[Labeling and segmentation records]

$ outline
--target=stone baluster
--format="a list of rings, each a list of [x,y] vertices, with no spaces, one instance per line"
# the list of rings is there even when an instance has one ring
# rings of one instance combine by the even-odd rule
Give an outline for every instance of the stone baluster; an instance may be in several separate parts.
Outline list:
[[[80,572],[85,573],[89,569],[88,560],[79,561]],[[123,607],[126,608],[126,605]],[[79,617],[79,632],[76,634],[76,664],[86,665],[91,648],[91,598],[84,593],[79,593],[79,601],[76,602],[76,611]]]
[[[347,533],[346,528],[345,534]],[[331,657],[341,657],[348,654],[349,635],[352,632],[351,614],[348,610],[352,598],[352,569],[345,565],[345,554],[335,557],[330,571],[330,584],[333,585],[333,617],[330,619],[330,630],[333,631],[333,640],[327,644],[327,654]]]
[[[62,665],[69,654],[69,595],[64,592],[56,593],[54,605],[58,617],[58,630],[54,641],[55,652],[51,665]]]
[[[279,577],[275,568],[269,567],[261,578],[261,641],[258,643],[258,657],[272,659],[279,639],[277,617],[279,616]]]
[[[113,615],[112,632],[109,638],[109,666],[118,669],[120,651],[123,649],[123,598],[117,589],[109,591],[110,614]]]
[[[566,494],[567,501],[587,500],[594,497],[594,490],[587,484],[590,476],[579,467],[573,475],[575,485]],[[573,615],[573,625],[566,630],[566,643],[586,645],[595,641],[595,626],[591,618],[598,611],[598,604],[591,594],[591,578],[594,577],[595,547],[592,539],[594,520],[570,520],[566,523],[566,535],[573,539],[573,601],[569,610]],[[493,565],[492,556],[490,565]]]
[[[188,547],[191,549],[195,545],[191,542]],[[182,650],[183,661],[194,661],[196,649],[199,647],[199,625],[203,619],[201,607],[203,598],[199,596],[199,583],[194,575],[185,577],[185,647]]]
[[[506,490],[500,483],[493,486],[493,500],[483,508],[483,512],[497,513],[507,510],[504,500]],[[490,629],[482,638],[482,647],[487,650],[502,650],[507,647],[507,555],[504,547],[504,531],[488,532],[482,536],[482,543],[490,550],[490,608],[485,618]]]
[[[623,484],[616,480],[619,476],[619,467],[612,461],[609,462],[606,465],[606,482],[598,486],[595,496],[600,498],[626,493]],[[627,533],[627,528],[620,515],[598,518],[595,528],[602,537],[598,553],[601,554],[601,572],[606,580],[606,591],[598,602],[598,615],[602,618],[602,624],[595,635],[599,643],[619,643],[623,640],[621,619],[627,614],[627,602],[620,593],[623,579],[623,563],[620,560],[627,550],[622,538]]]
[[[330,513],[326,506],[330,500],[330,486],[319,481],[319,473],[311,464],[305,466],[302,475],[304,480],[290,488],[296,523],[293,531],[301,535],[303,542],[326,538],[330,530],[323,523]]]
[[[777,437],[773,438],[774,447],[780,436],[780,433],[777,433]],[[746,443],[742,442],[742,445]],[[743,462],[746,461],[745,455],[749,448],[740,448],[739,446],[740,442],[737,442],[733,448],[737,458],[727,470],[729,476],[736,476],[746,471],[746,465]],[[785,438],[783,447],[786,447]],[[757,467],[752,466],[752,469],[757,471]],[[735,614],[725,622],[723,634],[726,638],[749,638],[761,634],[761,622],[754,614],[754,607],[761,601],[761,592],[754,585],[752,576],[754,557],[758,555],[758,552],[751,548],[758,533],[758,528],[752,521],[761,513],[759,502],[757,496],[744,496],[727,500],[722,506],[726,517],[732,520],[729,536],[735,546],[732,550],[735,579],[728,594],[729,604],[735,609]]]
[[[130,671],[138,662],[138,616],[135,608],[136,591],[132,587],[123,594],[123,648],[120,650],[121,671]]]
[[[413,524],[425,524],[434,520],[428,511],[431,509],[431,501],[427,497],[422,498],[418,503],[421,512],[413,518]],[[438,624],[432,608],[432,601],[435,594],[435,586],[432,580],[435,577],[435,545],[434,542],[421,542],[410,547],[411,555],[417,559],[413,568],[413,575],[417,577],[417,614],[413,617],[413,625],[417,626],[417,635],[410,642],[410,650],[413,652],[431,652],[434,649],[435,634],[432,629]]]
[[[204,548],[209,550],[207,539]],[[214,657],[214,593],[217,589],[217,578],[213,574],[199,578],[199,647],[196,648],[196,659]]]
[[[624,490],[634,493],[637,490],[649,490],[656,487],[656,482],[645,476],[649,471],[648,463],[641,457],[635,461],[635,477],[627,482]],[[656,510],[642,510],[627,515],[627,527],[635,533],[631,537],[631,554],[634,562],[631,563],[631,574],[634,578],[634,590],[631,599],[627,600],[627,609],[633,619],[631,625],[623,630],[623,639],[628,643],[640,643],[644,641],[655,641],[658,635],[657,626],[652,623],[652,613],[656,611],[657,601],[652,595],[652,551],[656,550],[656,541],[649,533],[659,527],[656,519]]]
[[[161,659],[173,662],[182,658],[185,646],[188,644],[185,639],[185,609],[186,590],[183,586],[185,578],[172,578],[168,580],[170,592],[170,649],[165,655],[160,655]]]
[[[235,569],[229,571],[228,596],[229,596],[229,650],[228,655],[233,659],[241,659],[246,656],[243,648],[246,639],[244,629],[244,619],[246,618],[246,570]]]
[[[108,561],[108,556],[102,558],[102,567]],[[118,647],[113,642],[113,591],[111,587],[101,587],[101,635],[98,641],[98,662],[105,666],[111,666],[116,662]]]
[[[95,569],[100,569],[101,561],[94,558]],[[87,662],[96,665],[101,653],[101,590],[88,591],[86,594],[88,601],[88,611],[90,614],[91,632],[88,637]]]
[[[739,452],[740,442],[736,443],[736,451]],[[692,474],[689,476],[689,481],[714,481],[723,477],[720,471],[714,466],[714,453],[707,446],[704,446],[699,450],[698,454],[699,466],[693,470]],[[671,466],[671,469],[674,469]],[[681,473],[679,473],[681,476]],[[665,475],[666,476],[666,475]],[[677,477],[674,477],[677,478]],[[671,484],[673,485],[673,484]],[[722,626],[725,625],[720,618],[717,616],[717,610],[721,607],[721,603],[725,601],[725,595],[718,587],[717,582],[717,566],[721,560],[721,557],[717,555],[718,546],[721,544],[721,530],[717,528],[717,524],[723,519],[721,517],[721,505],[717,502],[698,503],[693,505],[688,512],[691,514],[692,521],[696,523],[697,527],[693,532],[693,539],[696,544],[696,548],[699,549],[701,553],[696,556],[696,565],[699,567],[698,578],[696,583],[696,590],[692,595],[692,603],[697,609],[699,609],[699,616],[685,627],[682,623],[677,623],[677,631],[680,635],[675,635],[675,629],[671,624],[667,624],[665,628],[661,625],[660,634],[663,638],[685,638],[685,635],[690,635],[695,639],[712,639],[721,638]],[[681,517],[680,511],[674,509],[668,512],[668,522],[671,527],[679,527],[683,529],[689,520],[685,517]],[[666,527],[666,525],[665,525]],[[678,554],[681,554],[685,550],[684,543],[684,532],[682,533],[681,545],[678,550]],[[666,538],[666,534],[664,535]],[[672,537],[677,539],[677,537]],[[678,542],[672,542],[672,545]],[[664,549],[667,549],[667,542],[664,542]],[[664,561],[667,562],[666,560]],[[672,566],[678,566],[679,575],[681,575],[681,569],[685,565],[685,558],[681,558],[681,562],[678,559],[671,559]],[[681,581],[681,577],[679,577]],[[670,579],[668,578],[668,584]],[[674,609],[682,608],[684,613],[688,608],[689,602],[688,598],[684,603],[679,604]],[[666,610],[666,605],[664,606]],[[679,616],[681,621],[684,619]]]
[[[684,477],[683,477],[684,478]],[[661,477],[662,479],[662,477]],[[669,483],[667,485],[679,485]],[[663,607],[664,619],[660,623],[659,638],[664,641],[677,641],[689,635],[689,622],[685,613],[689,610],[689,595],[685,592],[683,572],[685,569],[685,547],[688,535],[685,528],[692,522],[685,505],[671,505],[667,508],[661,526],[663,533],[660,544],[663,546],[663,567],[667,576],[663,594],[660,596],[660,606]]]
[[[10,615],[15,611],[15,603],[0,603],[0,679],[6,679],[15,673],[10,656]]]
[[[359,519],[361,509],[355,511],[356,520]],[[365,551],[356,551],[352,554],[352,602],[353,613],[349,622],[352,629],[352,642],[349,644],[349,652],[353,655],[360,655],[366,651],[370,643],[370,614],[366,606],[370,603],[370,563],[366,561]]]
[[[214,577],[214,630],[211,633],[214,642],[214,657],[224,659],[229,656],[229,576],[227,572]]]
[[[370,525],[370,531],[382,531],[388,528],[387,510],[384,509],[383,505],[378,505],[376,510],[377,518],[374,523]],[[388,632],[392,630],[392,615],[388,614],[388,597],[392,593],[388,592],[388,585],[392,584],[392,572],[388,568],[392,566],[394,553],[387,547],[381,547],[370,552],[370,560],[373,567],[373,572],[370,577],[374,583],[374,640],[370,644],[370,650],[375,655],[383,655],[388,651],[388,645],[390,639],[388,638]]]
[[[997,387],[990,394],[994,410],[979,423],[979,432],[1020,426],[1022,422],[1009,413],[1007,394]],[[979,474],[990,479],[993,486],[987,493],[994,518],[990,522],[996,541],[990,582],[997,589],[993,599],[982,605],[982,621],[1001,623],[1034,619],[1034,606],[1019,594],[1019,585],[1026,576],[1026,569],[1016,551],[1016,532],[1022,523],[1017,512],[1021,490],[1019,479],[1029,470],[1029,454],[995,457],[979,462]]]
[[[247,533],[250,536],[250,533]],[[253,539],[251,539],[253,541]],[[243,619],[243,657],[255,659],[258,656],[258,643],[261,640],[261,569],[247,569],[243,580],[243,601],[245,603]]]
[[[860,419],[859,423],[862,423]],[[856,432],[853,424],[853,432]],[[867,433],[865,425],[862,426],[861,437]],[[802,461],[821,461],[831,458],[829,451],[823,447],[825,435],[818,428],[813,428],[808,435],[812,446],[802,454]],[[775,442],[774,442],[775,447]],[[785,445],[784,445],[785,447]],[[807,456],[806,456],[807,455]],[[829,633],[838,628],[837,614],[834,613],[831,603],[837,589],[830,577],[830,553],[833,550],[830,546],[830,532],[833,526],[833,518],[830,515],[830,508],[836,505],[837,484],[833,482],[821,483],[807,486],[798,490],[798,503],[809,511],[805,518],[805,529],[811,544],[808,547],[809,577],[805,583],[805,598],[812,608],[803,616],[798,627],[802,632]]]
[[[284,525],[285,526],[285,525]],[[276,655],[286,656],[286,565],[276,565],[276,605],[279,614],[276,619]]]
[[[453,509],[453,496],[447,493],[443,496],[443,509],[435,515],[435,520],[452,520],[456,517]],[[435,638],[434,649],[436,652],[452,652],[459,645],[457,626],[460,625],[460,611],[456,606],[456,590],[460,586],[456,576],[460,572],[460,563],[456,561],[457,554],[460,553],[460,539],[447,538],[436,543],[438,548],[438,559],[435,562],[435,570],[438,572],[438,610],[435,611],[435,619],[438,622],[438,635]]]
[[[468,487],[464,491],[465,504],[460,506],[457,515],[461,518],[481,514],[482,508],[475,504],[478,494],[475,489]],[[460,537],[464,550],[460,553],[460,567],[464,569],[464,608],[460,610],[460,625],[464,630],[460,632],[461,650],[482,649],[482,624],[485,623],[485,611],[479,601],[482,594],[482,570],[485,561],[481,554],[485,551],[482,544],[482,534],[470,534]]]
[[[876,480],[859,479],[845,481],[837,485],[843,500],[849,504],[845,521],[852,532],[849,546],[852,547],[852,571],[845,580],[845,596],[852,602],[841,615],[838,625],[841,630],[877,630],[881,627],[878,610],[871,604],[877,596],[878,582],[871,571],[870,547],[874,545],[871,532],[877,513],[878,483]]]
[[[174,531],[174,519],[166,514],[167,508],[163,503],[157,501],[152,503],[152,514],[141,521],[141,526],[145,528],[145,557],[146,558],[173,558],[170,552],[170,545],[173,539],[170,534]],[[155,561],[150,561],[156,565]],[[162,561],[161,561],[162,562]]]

**Set task**
Reproduce verbatim the stretch from the start of the records through the line containing "# rings of one".

**Finished answer**
$ outline
--target=stone baluster
--format="a list of rings, each a list of [x,y] vertices, with no spaces, one instance per line"
# the list of rings is there even when an instance has one ring
# rings of one instance combine by the even-odd rule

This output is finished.